Stored records:
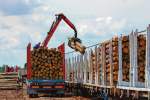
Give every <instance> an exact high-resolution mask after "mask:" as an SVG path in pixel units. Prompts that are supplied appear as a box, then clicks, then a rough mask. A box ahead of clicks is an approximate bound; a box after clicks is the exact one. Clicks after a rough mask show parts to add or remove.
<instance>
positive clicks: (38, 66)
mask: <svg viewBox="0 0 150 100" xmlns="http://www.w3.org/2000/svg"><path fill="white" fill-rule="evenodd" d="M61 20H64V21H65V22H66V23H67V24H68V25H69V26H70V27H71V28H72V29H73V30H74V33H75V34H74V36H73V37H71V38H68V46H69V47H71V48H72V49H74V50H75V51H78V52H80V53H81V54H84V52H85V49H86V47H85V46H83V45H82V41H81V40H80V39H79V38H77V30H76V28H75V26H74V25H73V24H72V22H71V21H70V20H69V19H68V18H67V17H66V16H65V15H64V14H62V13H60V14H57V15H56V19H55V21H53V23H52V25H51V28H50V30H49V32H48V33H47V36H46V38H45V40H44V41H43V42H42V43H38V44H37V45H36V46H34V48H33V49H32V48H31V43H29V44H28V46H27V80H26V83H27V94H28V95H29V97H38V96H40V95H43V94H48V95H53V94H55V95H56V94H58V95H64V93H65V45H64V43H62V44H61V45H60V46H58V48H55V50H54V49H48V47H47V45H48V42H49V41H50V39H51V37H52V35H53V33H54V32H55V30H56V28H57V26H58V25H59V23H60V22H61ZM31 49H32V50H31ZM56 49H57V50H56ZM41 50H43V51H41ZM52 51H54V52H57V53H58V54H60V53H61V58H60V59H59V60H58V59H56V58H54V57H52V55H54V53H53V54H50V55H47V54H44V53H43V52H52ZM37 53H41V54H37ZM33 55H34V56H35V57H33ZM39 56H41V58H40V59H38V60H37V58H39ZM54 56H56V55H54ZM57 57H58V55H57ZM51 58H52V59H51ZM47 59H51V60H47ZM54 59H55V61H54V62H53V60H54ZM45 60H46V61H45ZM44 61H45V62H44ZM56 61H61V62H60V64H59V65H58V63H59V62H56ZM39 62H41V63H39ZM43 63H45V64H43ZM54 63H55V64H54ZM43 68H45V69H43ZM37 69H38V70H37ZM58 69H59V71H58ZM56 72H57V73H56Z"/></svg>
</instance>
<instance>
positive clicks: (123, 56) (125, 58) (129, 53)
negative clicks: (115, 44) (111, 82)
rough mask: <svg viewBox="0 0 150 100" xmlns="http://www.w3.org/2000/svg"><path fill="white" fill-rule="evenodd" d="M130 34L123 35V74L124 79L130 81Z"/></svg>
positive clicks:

...

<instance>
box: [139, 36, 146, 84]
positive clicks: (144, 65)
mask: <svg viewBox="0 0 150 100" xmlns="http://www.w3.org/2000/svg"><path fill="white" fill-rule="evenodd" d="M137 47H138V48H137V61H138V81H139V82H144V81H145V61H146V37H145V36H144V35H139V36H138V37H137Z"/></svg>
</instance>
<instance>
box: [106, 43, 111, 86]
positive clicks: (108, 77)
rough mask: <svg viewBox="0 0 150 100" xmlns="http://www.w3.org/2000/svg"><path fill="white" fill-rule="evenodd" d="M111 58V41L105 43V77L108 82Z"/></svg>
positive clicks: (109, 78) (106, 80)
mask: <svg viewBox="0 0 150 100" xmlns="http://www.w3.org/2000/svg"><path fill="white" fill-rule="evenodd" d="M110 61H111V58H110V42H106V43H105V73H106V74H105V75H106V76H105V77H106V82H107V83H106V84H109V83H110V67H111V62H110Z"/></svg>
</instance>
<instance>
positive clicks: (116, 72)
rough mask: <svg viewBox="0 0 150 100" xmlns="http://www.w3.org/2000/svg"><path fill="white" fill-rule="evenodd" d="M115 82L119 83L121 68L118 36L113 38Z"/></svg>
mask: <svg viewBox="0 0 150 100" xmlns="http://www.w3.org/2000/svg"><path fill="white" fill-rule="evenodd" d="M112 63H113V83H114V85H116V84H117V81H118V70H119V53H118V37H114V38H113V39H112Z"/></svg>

**Instruction**
Rewrite the stretch of data from the line containing "Give every <instance>" through the line containing "positive clicks: (38, 66)", changing "exact" to "precise" and leaving everything else as it is.

**Answer below**
Give every <instance> an precise high-resolution mask after "mask:" as an SVG path in pixel units. Prompts that are supplied appear as a box, then clicks, then a rough mask. A box ahead of clicks is an approximate bound; a box after clicks is the precise one. Clicks after a rough mask show parts to add or remove.
<instance>
positive clicks: (38, 66)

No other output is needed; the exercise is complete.